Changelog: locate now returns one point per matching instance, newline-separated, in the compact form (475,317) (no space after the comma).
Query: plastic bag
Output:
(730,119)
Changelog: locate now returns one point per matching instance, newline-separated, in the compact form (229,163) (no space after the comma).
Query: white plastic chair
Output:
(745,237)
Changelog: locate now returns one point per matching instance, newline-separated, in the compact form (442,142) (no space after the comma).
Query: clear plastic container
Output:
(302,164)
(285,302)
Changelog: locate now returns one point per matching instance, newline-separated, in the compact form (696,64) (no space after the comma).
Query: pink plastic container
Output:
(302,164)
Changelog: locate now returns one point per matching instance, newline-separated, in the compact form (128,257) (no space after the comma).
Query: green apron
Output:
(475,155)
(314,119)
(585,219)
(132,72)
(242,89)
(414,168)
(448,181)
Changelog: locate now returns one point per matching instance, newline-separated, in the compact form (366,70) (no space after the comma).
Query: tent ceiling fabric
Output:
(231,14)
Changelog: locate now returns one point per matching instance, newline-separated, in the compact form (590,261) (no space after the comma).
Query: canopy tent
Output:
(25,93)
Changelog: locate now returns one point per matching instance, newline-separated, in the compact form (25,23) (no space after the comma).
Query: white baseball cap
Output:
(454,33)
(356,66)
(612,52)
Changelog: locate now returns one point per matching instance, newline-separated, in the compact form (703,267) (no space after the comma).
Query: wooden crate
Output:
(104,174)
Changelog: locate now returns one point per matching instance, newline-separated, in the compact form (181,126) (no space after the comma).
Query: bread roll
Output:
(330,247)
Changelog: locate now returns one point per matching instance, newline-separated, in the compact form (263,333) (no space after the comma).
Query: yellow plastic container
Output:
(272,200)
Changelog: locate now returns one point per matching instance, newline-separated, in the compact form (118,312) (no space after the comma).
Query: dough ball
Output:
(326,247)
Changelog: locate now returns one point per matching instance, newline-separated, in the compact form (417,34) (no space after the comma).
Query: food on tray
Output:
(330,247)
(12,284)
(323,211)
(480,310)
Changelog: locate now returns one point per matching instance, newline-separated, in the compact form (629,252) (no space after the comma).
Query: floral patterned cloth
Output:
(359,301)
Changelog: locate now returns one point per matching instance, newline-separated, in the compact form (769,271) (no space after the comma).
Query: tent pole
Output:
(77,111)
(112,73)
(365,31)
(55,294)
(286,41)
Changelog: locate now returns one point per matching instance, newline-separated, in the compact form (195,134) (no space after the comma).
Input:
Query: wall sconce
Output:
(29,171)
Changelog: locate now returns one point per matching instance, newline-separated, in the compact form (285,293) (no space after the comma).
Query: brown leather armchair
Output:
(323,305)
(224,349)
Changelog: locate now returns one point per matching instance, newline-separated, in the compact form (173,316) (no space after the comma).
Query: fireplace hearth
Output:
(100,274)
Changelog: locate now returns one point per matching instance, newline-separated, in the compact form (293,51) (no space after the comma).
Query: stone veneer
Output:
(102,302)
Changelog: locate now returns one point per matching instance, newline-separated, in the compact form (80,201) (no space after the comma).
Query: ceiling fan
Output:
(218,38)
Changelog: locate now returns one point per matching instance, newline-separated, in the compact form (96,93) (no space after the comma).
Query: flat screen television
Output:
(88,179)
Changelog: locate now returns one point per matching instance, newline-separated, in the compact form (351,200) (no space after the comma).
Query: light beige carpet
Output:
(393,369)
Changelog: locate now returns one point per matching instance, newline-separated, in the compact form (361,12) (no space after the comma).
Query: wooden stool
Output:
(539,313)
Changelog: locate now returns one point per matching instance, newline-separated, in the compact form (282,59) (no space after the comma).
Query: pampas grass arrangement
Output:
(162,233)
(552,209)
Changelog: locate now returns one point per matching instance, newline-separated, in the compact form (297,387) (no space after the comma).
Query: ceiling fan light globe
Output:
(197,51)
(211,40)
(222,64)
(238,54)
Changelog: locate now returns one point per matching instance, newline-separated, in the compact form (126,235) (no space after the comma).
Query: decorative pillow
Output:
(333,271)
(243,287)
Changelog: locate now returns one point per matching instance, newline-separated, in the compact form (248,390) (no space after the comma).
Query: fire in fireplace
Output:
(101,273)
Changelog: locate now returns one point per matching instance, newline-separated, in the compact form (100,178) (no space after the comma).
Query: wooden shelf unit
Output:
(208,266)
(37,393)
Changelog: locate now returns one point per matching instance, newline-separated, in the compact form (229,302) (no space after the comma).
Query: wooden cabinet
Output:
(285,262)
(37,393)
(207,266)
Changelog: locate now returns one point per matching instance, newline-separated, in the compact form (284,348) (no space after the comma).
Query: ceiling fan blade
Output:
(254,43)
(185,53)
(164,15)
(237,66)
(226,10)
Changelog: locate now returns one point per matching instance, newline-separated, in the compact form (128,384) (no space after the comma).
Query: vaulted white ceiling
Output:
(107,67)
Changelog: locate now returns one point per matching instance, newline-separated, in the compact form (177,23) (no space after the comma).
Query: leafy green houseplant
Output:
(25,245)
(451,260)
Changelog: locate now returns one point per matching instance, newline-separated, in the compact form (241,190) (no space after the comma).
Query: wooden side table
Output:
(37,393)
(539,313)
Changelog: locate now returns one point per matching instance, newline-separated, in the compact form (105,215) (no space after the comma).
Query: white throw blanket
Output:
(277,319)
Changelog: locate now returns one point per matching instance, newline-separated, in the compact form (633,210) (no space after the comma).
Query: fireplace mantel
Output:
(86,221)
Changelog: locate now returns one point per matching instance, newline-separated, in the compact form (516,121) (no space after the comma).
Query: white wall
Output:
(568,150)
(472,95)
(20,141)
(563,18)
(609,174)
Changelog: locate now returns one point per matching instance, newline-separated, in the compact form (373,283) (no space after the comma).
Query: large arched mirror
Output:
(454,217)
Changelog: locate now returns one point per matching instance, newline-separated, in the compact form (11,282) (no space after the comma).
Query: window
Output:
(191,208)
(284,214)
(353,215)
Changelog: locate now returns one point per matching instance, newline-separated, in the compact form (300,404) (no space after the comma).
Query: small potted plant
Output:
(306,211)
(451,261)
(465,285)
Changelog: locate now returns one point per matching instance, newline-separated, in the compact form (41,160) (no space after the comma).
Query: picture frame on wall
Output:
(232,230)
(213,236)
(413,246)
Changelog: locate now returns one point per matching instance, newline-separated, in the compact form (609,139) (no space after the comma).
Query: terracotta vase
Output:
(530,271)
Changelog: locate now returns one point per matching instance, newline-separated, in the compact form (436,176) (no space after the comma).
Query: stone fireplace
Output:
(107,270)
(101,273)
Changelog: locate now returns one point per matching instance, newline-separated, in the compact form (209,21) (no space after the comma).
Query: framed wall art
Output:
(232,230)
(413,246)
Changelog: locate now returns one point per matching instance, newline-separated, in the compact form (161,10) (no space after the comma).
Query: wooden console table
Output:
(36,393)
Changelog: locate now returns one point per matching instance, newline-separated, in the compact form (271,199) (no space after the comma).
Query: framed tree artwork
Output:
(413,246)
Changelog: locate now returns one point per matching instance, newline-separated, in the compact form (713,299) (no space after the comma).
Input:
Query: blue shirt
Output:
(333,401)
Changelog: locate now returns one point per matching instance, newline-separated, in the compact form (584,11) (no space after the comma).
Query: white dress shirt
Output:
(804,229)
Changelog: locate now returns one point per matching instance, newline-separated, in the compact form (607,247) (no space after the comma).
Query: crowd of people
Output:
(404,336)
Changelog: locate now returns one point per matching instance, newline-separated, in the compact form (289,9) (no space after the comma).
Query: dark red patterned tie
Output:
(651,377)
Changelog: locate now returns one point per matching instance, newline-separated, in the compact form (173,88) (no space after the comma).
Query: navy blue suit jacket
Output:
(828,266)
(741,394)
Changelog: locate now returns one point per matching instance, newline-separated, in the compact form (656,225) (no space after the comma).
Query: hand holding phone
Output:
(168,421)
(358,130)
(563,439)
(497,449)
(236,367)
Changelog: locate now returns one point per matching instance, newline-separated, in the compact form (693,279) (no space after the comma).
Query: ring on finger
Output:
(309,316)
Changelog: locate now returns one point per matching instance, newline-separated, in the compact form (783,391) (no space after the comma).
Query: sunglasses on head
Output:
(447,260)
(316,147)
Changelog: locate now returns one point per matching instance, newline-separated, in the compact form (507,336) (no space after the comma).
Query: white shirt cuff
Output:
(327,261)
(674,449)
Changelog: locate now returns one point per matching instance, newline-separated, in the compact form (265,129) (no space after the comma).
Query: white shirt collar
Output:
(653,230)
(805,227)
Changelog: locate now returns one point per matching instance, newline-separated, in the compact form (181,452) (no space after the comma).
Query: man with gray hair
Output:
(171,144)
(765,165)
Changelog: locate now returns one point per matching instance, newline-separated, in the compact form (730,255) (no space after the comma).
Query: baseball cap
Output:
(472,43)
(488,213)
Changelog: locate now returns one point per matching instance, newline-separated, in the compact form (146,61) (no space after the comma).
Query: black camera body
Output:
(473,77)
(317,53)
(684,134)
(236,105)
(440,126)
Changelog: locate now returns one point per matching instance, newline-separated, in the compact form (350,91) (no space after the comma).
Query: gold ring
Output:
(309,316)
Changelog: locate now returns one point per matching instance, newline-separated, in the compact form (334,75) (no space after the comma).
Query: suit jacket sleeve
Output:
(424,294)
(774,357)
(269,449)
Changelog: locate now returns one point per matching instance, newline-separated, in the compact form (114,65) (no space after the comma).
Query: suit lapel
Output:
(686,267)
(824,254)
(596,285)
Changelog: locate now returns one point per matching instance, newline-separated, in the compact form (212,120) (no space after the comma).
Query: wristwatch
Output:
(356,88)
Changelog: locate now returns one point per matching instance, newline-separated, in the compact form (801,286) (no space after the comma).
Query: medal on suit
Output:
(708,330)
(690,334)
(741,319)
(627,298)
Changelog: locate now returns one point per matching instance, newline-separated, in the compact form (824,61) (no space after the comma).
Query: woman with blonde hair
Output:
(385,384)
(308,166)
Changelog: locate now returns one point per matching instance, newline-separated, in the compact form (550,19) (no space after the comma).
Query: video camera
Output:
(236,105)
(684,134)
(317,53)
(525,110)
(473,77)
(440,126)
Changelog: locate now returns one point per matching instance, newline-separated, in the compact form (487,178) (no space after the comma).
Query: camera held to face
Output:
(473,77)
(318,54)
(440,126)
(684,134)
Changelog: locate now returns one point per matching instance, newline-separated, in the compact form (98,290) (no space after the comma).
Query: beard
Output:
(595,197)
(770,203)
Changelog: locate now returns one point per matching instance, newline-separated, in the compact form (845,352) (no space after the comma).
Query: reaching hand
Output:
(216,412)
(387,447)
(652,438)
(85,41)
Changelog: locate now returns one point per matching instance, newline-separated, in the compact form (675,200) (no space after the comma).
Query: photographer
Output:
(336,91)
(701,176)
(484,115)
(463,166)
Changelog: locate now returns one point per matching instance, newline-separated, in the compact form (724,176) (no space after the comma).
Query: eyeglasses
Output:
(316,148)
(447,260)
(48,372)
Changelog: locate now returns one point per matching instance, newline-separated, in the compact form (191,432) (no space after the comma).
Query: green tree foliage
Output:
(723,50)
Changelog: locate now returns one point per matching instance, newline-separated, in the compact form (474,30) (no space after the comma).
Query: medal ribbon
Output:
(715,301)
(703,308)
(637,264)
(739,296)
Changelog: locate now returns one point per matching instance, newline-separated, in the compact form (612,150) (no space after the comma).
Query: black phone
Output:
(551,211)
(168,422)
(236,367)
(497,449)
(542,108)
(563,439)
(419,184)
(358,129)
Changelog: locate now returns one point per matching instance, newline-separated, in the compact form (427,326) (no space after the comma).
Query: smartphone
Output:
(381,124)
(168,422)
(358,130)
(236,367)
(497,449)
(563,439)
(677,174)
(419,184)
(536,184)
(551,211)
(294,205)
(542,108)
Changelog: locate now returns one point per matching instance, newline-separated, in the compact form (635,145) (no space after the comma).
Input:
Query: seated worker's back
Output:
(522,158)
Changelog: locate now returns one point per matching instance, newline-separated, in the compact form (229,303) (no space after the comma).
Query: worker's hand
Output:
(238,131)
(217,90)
========================================================================
Instructions to follow -> Repeat, with no changes, each line from the one with "(191,432) (no space after the comma)." to the end of the listing, including both ends and nothing else.

Response for this exercise ->
Changelog: locate now returns one point per matching instance, newline-separated, in the compact form (191,432) (no space after the comma).
Query: green tree foliage
Output:
(723,50)
Changelog: locate now returns one point per matching instance, newline-separated, in the compact form (474,30) (no space after the comma).
Query: medal ribbon
Output:
(715,301)
(703,308)
(637,264)
(739,296)
Changelog: locate now returns one point per matching instance, newline-separated, in the compact form (612,150) (no space after the comma).
Query: black phone
Output:
(551,211)
(168,422)
(236,367)
(497,449)
(542,108)
(563,439)
(419,184)
(358,129)
Changelog: locate now returns one point per matching instance, newline-separated, in the compact form (427,326) (no space after the comma).
Query: smartphone
Output:
(381,124)
(168,422)
(358,130)
(236,367)
(497,449)
(563,439)
(677,174)
(419,184)
(536,184)
(551,211)
(294,205)
(542,108)
Changelog: locate now returns one point per matching instance, newline-separated, in the compact form (635,145) (no space after the comma).
Input:
Query: seated worker's back
Output:
(522,158)
Changelog: locate now returns one point per matching instance, newline-separated, in the compact form (229,303) (no space after the comma).
Query: worker's hand
Output:
(238,131)
(217,90)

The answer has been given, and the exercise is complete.